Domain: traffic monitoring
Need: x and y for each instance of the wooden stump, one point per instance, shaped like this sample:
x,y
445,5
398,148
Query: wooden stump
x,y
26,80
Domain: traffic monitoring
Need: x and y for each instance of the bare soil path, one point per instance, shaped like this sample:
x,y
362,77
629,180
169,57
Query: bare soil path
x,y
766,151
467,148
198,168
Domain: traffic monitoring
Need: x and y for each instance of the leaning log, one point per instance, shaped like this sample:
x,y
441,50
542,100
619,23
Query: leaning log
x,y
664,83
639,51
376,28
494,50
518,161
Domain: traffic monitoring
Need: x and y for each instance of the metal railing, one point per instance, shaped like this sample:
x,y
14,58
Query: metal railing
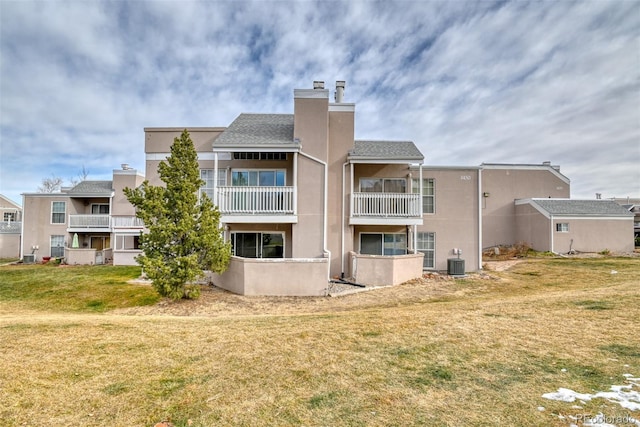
x,y
256,200
386,205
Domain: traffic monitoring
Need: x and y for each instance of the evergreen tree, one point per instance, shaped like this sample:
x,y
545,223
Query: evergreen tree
x,y
184,236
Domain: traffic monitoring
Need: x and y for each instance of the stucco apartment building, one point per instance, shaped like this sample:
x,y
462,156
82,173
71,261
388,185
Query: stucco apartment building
x,y
304,202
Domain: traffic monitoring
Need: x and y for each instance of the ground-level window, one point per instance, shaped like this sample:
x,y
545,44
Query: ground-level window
x,y
258,245
58,212
383,243
428,194
57,246
426,243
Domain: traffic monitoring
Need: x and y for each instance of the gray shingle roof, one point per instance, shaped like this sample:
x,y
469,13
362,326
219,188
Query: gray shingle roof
x,y
386,150
582,207
258,130
92,187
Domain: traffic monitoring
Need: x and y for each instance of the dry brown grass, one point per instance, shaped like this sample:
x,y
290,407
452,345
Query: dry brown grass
x,y
479,351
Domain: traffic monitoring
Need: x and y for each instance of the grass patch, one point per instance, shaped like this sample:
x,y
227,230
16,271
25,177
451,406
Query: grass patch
x,y
483,355
73,289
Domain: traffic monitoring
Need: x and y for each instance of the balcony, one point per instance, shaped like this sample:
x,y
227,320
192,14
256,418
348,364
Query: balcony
x,y
386,209
83,223
253,204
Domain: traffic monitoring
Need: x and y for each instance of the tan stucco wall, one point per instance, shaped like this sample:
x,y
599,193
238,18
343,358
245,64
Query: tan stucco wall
x,y
377,270
455,221
504,186
9,245
281,277
594,235
533,228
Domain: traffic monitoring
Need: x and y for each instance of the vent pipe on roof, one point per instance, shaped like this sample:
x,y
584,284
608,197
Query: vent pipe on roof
x,y
339,91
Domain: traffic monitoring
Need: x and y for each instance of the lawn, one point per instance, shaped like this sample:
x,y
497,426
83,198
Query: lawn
x,y
481,351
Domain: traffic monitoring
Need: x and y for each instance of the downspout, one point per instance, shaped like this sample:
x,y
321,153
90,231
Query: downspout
x,y
342,221
480,199
326,251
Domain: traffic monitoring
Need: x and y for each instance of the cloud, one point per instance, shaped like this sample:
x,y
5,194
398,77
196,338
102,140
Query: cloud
x,y
469,82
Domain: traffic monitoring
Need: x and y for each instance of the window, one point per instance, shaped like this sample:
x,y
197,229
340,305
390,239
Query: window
x,y
258,245
383,243
99,209
260,156
383,185
428,194
426,243
262,178
207,175
57,246
58,211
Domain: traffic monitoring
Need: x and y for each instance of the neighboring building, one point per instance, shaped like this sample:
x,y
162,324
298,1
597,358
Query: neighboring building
x,y
97,212
565,226
10,228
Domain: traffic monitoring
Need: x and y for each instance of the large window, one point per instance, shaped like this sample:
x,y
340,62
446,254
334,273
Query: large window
x,y
258,245
207,175
262,178
428,194
58,211
426,243
383,185
57,246
383,243
99,209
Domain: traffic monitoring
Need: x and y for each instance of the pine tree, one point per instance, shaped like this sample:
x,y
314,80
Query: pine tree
x,y
184,237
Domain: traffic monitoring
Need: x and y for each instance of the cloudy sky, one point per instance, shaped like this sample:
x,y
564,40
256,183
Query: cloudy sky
x,y
468,82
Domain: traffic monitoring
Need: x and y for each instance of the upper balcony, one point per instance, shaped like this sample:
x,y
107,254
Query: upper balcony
x,y
102,223
250,204
386,209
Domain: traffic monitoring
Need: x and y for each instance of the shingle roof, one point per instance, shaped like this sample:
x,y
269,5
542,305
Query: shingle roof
x,y
385,150
259,130
92,187
582,207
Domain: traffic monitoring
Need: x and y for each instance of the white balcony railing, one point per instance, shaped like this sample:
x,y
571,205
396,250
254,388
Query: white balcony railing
x,y
126,222
89,221
385,205
256,200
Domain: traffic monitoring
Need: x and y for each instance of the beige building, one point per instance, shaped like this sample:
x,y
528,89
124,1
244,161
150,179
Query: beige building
x,y
90,223
10,228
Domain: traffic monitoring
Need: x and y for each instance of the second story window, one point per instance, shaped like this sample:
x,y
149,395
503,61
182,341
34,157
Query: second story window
x,y
99,209
383,185
58,212
428,194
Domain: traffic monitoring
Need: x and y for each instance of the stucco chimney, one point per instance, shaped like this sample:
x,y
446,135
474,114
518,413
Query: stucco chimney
x,y
339,91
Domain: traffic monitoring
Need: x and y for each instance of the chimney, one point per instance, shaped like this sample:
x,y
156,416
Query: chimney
x,y
339,91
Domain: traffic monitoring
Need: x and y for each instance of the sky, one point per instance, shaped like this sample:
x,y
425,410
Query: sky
x,y
468,82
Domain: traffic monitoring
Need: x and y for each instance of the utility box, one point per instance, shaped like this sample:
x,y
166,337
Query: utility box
x,y
455,267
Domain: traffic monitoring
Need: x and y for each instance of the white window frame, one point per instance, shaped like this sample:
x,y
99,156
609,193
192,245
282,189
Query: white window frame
x,y
64,212
258,170
382,237
259,249
415,184
421,242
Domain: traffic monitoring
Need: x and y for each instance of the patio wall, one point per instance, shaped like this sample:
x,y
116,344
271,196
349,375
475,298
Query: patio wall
x,y
281,276
384,270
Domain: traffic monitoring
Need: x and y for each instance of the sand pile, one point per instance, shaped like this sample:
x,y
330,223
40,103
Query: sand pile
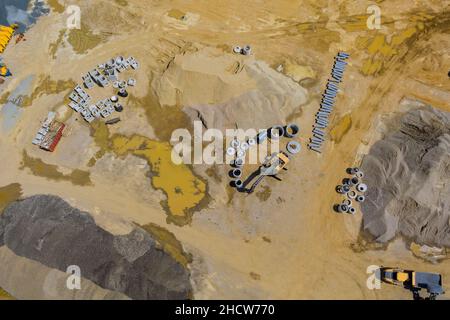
x,y
225,89
48,230
408,174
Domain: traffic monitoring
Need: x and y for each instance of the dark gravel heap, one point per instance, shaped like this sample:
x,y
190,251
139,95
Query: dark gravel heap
x,y
408,175
48,230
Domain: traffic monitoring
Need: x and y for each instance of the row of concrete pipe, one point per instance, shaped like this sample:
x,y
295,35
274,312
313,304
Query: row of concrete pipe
x,y
239,149
351,195
327,103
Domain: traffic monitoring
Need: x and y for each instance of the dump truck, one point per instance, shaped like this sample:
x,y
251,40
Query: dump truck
x,y
414,281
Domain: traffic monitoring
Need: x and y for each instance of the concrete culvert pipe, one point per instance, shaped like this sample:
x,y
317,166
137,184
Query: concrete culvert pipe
x,y
351,194
261,136
236,173
355,170
123,93
240,153
361,187
276,132
118,107
246,50
231,151
342,208
238,183
244,146
235,144
293,147
291,130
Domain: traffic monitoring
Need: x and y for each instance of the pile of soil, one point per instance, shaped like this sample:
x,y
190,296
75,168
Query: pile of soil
x,y
408,175
47,229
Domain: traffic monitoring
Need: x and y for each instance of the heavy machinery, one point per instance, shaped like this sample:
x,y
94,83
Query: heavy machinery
x,y
414,281
271,167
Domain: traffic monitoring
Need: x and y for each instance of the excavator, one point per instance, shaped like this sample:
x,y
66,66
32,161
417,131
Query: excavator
x,y
414,281
271,167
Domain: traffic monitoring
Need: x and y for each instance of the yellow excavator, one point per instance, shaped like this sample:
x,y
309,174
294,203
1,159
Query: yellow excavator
x,y
6,33
274,163
414,281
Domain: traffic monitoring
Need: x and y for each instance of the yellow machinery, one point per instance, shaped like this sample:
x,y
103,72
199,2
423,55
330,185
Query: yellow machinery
x,y
413,281
271,167
6,34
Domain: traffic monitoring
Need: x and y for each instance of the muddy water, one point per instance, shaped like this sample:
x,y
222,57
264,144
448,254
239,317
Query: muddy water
x,y
51,172
8,194
5,295
84,39
380,50
169,243
11,111
47,86
184,190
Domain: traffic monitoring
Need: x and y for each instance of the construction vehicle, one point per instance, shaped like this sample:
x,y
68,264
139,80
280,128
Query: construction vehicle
x,y
271,167
414,281
6,33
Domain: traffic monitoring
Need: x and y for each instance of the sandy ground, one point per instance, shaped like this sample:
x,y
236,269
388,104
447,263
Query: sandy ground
x,y
291,246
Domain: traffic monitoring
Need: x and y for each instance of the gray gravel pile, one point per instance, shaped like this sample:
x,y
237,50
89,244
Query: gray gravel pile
x,y
48,230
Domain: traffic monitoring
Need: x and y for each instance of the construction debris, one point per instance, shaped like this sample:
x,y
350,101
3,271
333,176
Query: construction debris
x,y
6,34
49,134
327,103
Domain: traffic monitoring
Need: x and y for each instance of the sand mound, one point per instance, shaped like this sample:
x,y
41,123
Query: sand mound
x,y
408,174
48,230
227,88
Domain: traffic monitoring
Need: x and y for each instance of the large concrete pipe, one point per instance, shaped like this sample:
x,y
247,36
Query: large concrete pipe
x,y
276,132
291,130
361,187
293,147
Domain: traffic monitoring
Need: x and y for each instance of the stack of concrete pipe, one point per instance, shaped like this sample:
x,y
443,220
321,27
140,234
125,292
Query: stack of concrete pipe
x,y
353,189
327,103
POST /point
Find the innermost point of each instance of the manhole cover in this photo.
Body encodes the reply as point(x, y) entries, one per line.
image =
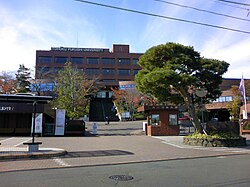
point(121, 177)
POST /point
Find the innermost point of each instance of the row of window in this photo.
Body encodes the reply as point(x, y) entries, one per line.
point(92, 71)
point(224, 99)
point(80, 60)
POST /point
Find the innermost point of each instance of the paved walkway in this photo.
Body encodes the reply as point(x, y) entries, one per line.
point(11, 148)
point(118, 138)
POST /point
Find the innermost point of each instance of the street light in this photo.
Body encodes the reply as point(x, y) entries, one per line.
point(201, 92)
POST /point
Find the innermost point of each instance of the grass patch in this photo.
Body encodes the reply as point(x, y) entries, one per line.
point(214, 136)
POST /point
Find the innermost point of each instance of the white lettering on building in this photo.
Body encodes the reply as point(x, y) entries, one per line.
point(6, 108)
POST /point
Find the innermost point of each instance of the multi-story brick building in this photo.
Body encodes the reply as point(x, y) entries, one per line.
point(108, 67)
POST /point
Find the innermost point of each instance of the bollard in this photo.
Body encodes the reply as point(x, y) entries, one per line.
point(94, 128)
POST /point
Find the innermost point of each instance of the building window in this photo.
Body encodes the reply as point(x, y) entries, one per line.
point(136, 71)
point(108, 80)
point(124, 61)
point(135, 61)
point(76, 60)
point(93, 60)
point(44, 59)
point(43, 70)
point(224, 99)
point(108, 71)
point(173, 119)
point(101, 94)
point(56, 70)
point(155, 119)
point(124, 72)
point(61, 60)
point(108, 61)
point(92, 71)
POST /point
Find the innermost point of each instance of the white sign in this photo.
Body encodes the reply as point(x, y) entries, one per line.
point(60, 122)
point(38, 123)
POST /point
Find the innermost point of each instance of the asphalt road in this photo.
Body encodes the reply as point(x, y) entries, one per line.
point(203, 172)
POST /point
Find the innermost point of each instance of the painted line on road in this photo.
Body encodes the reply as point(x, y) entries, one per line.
point(60, 162)
point(7, 139)
point(22, 142)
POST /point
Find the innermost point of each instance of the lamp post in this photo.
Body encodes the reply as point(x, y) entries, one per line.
point(201, 92)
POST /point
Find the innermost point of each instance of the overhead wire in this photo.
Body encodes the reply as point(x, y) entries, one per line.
point(164, 17)
point(234, 2)
point(202, 10)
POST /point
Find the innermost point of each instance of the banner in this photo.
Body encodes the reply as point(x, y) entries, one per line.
point(60, 122)
point(38, 123)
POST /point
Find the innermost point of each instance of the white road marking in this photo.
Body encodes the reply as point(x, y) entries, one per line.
point(60, 162)
point(22, 142)
point(7, 139)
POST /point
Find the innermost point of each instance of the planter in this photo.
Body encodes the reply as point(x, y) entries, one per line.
point(214, 142)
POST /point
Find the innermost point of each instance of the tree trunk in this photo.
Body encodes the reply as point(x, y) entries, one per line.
point(194, 119)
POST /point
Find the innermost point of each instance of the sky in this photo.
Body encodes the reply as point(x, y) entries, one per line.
point(28, 25)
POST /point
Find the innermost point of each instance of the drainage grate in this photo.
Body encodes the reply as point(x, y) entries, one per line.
point(121, 177)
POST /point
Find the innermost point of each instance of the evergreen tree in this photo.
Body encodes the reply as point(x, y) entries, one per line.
point(173, 72)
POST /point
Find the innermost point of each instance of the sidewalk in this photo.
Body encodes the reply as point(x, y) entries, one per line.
point(93, 146)
point(12, 148)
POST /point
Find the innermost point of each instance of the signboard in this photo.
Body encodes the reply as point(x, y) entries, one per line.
point(38, 123)
point(60, 122)
point(6, 107)
point(76, 49)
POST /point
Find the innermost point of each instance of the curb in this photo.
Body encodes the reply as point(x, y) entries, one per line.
point(46, 153)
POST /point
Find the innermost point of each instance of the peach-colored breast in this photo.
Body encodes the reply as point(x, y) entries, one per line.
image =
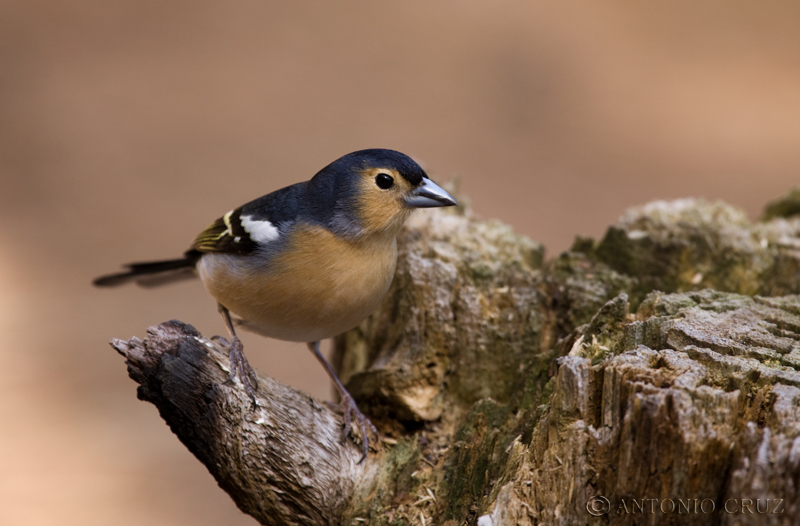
point(320, 287)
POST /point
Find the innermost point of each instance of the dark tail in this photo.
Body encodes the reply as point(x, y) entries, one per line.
point(153, 273)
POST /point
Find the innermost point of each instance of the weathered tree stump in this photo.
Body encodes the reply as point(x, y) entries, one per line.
point(652, 377)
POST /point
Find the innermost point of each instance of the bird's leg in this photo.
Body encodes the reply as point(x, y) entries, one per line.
point(239, 365)
point(347, 405)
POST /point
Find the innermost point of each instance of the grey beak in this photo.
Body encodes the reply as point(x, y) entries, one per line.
point(429, 195)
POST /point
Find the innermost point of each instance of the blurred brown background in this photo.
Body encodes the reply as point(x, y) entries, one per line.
point(126, 126)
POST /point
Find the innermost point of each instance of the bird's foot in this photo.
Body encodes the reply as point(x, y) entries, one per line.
point(219, 339)
point(352, 416)
point(241, 368)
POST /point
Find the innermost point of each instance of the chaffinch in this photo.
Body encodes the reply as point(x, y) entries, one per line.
point(306, 262)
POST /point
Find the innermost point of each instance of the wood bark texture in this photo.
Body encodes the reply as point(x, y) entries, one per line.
point(650, 377)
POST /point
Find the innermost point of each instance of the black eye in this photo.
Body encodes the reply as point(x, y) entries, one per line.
point(384, 181)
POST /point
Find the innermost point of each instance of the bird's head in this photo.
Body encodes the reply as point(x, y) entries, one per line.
point(373, 191)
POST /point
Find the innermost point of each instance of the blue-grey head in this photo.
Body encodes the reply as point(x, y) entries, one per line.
point(373, 191)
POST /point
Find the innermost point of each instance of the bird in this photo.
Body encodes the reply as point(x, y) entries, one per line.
point(306, 262)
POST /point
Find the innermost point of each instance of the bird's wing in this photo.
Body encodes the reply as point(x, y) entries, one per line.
point(255, 224)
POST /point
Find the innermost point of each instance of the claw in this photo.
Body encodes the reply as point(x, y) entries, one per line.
point(351, 413)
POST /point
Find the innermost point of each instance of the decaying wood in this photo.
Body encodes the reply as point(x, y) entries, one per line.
point(283, 461)
point(649, 377)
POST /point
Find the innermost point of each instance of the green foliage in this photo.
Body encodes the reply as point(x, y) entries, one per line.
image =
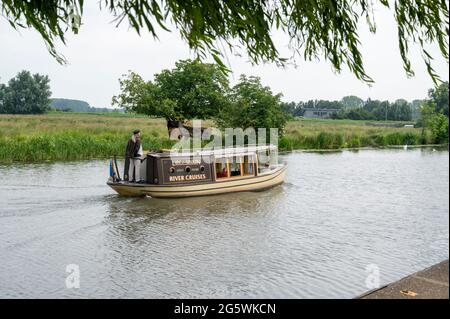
point(316, 28)
point(352, 102)
point(439, 97)
point(67, 105)
point(438, 123)
point(434, 113)
point(252, 105)
point(191, 90)
point(72, 136)
point(25, 94)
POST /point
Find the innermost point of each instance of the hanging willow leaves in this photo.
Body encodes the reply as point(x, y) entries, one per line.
point(326, 29)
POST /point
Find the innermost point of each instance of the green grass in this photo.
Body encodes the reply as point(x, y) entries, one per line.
point(71, 136)
point(336, 134)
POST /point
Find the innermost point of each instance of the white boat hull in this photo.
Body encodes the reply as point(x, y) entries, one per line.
point(252, 183)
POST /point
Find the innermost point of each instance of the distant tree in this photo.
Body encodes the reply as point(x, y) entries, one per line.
point(439, 97)
point(415, 108)
point(371, 105)
point(191, 90)
point(27, 94)
point(72, 105)
point(2, 98)
point(253, 105)
point(315, 28)
point(289, 108)
point(352, 102)
point(434, 113)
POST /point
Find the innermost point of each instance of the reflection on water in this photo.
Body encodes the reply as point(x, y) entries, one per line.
point(311, 237)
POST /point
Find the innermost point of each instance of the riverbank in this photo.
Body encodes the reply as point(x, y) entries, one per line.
point(431, 283)
point(73, 136)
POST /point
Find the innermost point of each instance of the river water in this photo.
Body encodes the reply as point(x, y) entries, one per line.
point(341, 222)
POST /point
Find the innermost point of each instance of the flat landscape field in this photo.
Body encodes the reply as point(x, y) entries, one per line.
point(72, 136)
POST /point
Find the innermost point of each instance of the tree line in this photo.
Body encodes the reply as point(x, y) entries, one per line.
point(196, 90)
point(355, 108)
point(25, 93)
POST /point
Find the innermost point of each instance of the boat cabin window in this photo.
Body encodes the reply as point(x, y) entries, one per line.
point(248, 165)
point(221, 168)
point(235, 167)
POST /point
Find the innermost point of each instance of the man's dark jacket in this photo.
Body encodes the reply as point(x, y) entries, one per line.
point(131, 151)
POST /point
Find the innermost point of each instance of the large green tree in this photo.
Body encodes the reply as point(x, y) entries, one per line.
point(252, 105)
point(352, 102)
point(327, 29)
point(26, 94)
point(191, 90)
point(439, 98)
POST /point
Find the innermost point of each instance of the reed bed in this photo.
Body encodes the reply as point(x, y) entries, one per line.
point(73, 136)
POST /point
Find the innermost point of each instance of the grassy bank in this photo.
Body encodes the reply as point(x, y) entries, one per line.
point(336, 134)
point(70, 136)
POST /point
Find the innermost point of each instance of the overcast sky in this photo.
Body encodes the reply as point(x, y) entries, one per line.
point(101, 53)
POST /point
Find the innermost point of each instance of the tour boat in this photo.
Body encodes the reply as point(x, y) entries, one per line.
point(203, 172)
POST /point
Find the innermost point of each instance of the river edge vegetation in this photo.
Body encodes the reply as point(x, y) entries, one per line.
point(77, 136)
══════════════════════════════
* [WORK REQUEST] Word for word, restate the lines of the listing above starting at the line with "Find the innermost point of each instance of the black" and ending at the line with "Find the innermost point of each instance of the bird in", and nothing outside them.

* [SOLUTION]
Find the innermost point of each instance of the black eye in this photo.
Body encodes the reply as point(x, y) entries, one per line.
point(384, 181)
POST /point
Find the innermost point of each instance of the bird's head in this photo.
Body encodes the reply as point(x, y) entries, one per line.
point(373, 191)
POST /point
Find the innermost point of each instance of the blue-grey head in this photo.
Body encodes the reply as point(x, y) entries, one per line.
point(373, 191)
POST /point
Find the innermost point of each instance of the bird in this photo.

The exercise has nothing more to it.